Could you transcribe every record below exactly as written, leaving out any pictures?

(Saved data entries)
════════════════
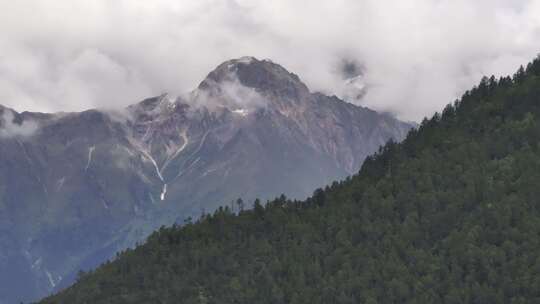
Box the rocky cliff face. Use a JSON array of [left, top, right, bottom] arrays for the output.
[[0, 57, 414, 303]]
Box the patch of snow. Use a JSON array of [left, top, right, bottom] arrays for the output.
[[140, 150, 164, 181], [170, 130, 211, 182], [132, 141, 171, 203], [123, 146, 135, 157], [193, 132, 209, 156], [160, 183, 167, 201], [32, 257, 42, 269], [45, 270, 56, 288], [85, 146, 95, 171], [141, 124, 153, 143], [232, 108, 249, 117], [161, 130, 189, 172]]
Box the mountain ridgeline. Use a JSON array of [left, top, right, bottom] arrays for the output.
[[0, 57, 413, 303], [40, 56, 540, 303]]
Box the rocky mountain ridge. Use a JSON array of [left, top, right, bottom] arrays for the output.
[[0, 57, 414, 303]]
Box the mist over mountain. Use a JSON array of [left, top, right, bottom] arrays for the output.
[[3, 1, 540, 122], [0, 57, 413, 303]]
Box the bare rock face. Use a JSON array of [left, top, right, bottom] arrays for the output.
[[0, 57, 414, 303]]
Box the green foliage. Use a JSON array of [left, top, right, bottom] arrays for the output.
[[41, 56, 540, 303]]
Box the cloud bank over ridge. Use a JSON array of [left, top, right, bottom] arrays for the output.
[[1, 0, 540, 121]]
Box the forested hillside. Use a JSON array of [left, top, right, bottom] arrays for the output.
[[41, 57, 540, 303]]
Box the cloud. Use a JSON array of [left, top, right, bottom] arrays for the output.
[[1, 0, 540, 121], [0, 110, 38, 138], [189, 70, 266, 111]]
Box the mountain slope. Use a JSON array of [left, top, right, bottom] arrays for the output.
[[41, 57, 540, 303], [0, 57, 413, 303]]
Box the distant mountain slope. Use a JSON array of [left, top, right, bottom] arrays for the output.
[[40, 57, 540, 304], [0, 57, 413, 303]]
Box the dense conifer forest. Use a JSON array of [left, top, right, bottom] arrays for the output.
[[41, 56, 540, 303]]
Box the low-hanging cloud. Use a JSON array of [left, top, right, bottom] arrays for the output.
[[189, 69, 267, 111], [0, 110, 38, 138], [1, 0, 540, 121]]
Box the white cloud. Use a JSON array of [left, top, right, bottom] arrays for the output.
[[0, 0, 540, 121], [189, 68, 267, 111], [0, 110, 38, 138]]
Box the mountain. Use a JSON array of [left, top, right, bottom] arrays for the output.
[[39, 57, 540, 304], [0, 57, 413, 303]]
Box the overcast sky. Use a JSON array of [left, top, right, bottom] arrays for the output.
[[1, 0, 540, 121]]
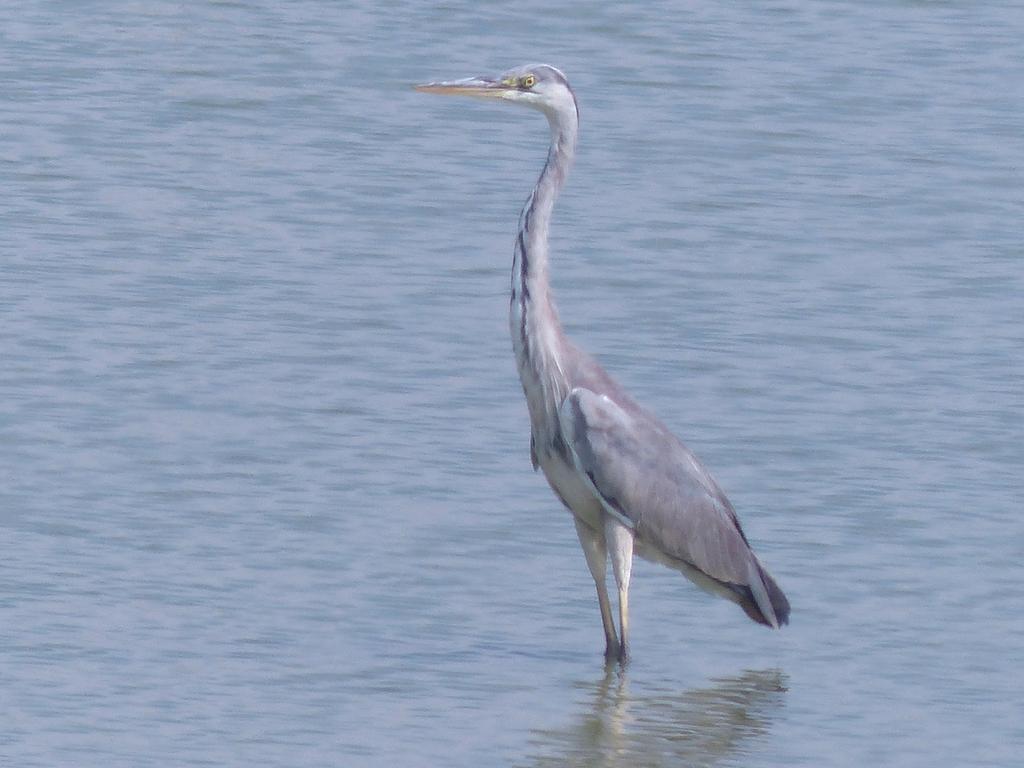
════════════════
• _ANSWER_:
Box the rocky cliff face. Use a JSON array of [left, top, right, bottom] arrays for the output.
[[0, 57, 414, 303]]
Box the patch of snow. Use a JSON array of [left, top, right, bottom] arrays for the output.
[[140, 150, 164, 181], [170, 130, 211, 182], [132, 141, 171, 203], [123, 146, 135, 157], [193, 132, 209, 156], [160, 183, 167, 201], [32, 257, 42, 269], [45, 270, 56, 288], [85, 146, 95, 171], [141, 124, 153, 143], [232, 108, 249, 117], [161, 130, 189, 172]]
Box the mountain ridgeline. Use a JSON array of [left, top, right, bottom] arrays for the output.
[[0, 57, 413, 303], [40, 56, 540, 303]]
Box the rocky mountain ridge. Use a JSON array of [left, top, right, bottom] arrays for the output.
[[0, 57, 414, 303]]
Box the mist over mountain. Use a JSON array of [left, top, right, bottom] arrays for the output.
[[3, 1, 540, 122], [0, 57, 413, 303]]
Box the bare rock face. Use a JSON array of [left, top, right, bottom] arrays for the output.
[[0, 57, 414, 303]]
Box the green foliage. Use a JSON array of [left, top, right, bottom] arrays for the output.
[[41, 56, 540, 303]]
Box the cloud bank over ridge. Use a JSON array of [left, top, right, bottom] arrays for the output.
[[1, 0, 540, 121]]
Box the forested hillside. Use a JSON array of [left, top, right, bottom] arrays for the output.
[[41, 57, 540, 303]]
Box the cloud. Use a JSON array of [left, top, right, bottom] arrays for the output.
[[1, 0, 540, 121], [0, 110, 38, 138], [189, 70, 266, 111]]
Box the mountain slope. Use a JSON array of [left, top, right, bottom] arrays for the output.
[[41, 57, 540, 303], [0, 57, 413, 303]]
Box the distant mountain slope. Use a JSON array of [left, top, right, bottom] arrays for the output.
[[40, 57, 540, 304], [0, 57, 413, 303]]
Box the dense conifer forest. Use a JSON array of [left, top, right, bottom] arrays for the output.
[[41, 56, 540, 303]]
Box the low-hanging cloud. Use a JSON array of [left, top, right, bottom] arrays for the output.
[[189, 69, 267, 111], [0, 110, 38, 138], [1, 0, 540, 121]]
Box the white cloud. Use a JSON array of [left, top, right, bottom] arrays for the output.
[[0, 0, 540, 121], [189, 68, 267, 111], [0, 110, 38, 138]]
Box the mountain. Use a JSON array of [left, top, right, bottom] arrays for the output.
[[39, 57, 540, 304], [0, 57, 413, 303]]
Box the overcast sky. Use a JSON array of [left, top, right, bottom] arrays for the output.
[[1, 0, 540, 121]]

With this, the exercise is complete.